Consigne donnée A. Recopiez fidèlement le passage de la lettre au président de la République qui commence aux mots « Bruxelles, le 10 » et s'arrête après les mots « grande liberté d'expression. ».

☆ ☆ ☆ ☆ ☆

Bruxelles, le 10 février 2009
Monsieur Nicolas SARKOZY
Président de la République française
Palais de l'Elysée
55, rue du Faubourg Saint Honoré
F-75008 PARIS
Monsieur le Président de la République,
En écrivant ces lignes, je suis consciente de rompre certains usages. Mais s'il n'est synonyme de sagesse, l'âge qui est le mien confère peut-être une plus grande liberté d'expression.
Je fais partie de ces nombreux Luxembourgeois à qui rien de ce qui est français n'est étranger. Tout au long de mon parcours et de ma carrière politique, je n'ai cessé de marquer mon attachement à la France, au siège européen de Strasbourg en premier lieu, que je continuerai à défendre, quand bien même les autorités françaises se seront résignées à baisser la garde.
Je viens de découvrir avec beaucoup de déception que ceux de mes collègues français du groupe PPE-DE qui ont le plus fait honneur à leur mandat de député risquent de ne plus revenir siéger sur les bancs du Parlement européen. J'en éprouve un vif regret doublé d'un sentiment d'injustice.

☆ ☆ ☆ ☆ ☆

Consigne donnée B. Reproduisez à l'identique, parmi les entrées, les lignes allant de celle qui contient « Target: mountain » jusqu'à celle qui contient « column 800, row 197 », ces deux lignes comprises.

Données de l'exercice.
☆ ☆ ☆ ☆ ☆

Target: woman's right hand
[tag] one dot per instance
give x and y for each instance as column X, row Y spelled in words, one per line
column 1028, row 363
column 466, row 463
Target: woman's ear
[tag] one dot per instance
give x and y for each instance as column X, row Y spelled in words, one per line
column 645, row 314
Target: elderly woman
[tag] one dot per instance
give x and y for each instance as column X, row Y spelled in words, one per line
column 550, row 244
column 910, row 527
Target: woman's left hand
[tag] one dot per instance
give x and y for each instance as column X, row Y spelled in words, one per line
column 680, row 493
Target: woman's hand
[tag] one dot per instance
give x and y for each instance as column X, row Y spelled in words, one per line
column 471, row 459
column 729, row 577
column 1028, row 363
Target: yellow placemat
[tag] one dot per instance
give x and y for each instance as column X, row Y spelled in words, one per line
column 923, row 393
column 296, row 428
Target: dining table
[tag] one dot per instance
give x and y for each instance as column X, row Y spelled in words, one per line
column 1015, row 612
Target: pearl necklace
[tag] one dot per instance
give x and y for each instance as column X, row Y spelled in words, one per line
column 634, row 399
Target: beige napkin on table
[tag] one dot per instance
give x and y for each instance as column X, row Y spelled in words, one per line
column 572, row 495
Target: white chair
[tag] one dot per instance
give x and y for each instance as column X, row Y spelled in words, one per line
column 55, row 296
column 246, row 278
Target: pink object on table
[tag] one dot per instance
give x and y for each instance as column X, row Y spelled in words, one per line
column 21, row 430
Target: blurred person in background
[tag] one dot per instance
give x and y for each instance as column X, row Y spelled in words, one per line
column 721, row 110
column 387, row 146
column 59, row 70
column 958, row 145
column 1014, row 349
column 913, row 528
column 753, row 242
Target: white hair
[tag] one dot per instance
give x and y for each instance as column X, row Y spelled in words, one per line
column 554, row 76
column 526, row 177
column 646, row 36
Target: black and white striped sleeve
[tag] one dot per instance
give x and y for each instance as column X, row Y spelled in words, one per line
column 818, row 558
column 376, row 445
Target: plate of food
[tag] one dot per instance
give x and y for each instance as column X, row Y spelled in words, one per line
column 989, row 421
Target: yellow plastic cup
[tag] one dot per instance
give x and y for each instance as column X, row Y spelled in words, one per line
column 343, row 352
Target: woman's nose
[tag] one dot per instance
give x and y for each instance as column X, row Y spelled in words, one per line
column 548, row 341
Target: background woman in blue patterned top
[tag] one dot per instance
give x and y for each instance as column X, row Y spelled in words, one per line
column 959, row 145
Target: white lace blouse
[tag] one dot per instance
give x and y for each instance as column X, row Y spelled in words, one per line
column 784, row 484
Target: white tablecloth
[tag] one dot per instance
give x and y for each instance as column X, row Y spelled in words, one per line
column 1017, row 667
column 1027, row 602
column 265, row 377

☆ ☆ ☆ ☆ ☆

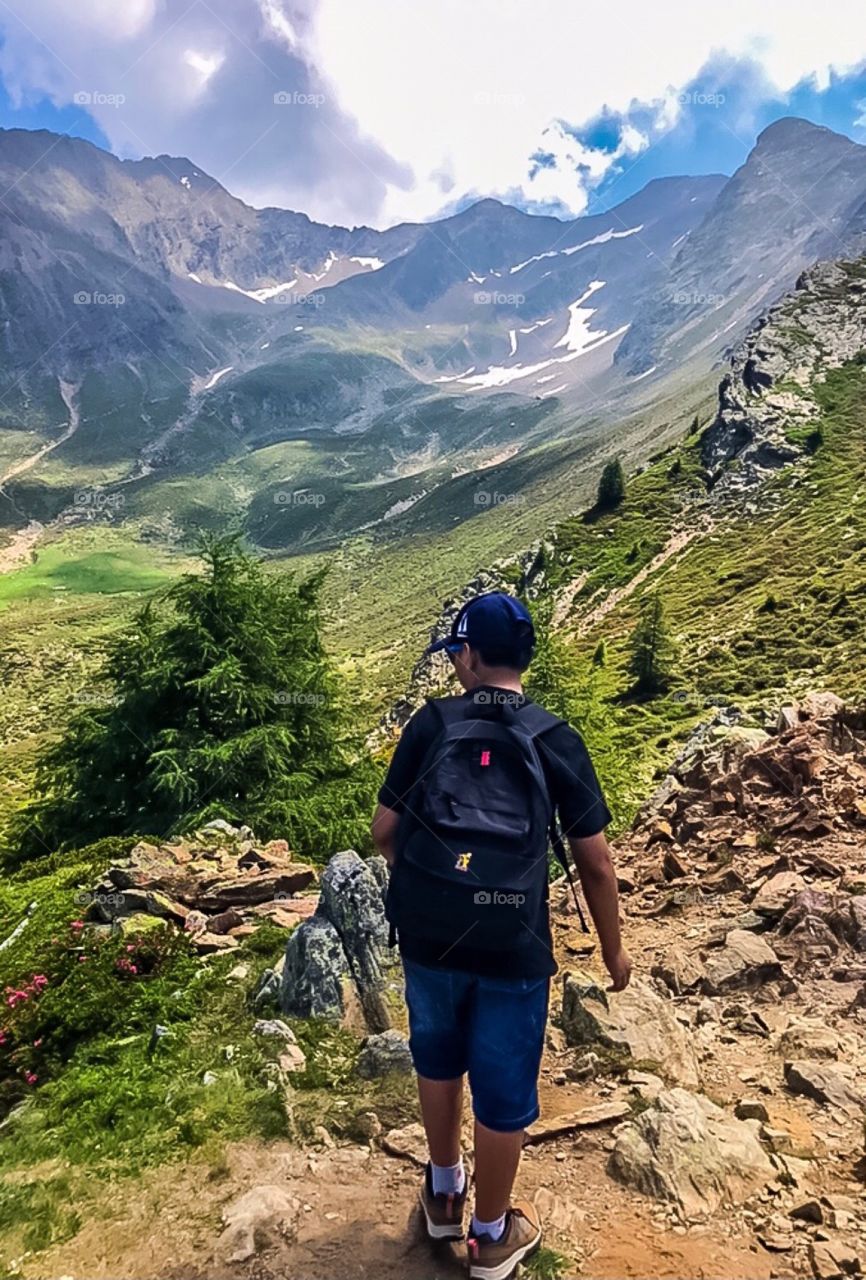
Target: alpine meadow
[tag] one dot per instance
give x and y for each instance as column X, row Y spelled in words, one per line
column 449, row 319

☆ ☆ ☆ ☆ ☆

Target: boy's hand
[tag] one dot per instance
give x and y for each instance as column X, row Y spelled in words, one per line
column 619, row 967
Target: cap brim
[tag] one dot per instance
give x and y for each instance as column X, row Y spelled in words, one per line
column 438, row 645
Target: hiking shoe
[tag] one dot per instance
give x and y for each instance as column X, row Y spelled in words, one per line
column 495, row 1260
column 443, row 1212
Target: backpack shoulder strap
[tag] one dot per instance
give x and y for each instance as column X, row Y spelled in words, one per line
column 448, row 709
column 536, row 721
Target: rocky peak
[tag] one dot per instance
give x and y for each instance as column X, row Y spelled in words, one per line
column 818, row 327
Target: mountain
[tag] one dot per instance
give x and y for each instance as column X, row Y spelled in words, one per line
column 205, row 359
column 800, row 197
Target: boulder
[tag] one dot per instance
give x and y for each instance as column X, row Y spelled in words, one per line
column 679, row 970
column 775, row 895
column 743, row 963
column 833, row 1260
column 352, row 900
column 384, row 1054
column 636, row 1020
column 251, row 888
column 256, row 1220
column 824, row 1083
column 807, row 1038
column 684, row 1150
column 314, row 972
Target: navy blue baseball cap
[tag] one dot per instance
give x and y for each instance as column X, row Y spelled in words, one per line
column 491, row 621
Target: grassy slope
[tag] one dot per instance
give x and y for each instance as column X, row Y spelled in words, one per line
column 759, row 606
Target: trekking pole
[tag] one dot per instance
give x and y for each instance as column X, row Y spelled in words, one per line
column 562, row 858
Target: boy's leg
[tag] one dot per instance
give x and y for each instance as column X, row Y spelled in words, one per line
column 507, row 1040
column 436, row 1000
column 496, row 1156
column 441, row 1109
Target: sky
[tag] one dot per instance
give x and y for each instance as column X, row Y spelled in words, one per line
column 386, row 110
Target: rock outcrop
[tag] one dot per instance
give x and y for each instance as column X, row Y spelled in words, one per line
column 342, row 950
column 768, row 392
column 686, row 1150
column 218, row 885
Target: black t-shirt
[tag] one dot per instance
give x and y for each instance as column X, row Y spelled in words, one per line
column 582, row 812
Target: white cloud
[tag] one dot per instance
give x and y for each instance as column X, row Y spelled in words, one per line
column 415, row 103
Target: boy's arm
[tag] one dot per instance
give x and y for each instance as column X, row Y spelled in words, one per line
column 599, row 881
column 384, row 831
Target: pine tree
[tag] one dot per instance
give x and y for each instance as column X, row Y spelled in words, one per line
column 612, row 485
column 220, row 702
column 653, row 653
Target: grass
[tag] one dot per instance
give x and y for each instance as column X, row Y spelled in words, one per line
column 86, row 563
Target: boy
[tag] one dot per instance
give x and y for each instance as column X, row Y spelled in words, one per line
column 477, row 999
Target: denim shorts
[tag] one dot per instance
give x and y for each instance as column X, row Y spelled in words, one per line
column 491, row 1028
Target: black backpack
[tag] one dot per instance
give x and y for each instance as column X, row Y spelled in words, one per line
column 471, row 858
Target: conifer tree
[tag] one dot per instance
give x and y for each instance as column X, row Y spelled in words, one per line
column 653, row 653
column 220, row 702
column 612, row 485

☆ ☆ ☆ ☆ ☆

Résultat de l'exercice A.
Bruxelles, le 10 février 2009
Monsieur Nicolas SARKOZY
Président de la République française
Palais de l'Elysée
55, rue du Faubourg Saint Honoré
F-75008 PARIS
Monsieur le Président de la République,
En écrivant ces lignes, je suis consciente de rompre certains usages. Mais s'il n'est synonyme de sagesse, l'âge qui est le mien confère peut-être une plus grande liberté d'expression.

Résultat de l'exercice B.
Target: mountain
[tag] one dot per instance
give x and y for each instance as column X, row Y spelled in words, one per line
column 205, row 359
column 800, row 197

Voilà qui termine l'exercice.